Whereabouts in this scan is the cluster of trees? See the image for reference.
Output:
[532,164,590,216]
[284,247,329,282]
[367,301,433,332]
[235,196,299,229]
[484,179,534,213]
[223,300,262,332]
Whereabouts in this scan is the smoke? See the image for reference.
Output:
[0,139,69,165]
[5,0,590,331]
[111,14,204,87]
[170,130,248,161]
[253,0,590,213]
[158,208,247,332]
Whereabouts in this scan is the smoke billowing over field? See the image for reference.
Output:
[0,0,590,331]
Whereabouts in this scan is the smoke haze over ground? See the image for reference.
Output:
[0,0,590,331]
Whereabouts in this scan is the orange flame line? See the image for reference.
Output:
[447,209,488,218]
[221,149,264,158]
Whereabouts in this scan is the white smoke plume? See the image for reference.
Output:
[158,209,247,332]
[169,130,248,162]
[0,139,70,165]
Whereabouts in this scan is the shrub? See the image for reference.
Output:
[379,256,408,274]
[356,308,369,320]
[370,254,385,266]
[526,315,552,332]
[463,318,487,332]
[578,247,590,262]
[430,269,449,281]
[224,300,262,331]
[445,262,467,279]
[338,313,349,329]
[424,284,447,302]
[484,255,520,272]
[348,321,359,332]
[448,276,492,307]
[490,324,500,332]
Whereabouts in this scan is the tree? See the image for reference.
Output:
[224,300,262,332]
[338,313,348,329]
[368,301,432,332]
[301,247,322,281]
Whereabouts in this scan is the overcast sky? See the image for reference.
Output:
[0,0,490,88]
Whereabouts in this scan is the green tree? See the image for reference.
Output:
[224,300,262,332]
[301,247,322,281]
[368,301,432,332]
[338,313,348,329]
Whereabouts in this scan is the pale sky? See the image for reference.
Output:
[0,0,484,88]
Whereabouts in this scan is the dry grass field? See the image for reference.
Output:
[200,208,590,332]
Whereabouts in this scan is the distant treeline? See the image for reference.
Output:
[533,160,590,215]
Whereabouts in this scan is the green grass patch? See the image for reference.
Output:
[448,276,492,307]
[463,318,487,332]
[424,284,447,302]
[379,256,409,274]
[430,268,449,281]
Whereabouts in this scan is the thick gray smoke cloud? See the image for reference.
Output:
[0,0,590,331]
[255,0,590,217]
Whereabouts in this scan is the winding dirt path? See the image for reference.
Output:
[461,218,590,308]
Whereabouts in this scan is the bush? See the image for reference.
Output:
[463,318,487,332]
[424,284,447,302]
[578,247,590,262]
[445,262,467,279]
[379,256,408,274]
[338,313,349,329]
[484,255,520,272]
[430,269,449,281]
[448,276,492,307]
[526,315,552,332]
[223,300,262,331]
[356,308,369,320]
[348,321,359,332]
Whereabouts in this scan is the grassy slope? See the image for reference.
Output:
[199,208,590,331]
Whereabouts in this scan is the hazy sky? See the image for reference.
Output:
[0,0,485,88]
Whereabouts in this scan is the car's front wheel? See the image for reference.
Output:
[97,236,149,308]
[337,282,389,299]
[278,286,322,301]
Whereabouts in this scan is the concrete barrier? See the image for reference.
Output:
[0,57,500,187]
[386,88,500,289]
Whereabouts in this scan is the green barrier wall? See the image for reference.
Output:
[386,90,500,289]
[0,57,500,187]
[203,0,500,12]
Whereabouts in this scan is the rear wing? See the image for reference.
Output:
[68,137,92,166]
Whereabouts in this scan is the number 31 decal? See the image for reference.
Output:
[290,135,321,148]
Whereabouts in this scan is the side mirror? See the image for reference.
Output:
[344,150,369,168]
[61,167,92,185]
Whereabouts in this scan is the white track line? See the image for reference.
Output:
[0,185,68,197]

******

● PROBLEM DESCRIPTION:
Pull out every row above that contains the word "white", treating uppercase and lowercase letters as different.

● THE REPLY:
Whereabouts in this scan is the white smoke plume? See the image for reference.
Whereabouts in this scan is the white track line? See the image for reference.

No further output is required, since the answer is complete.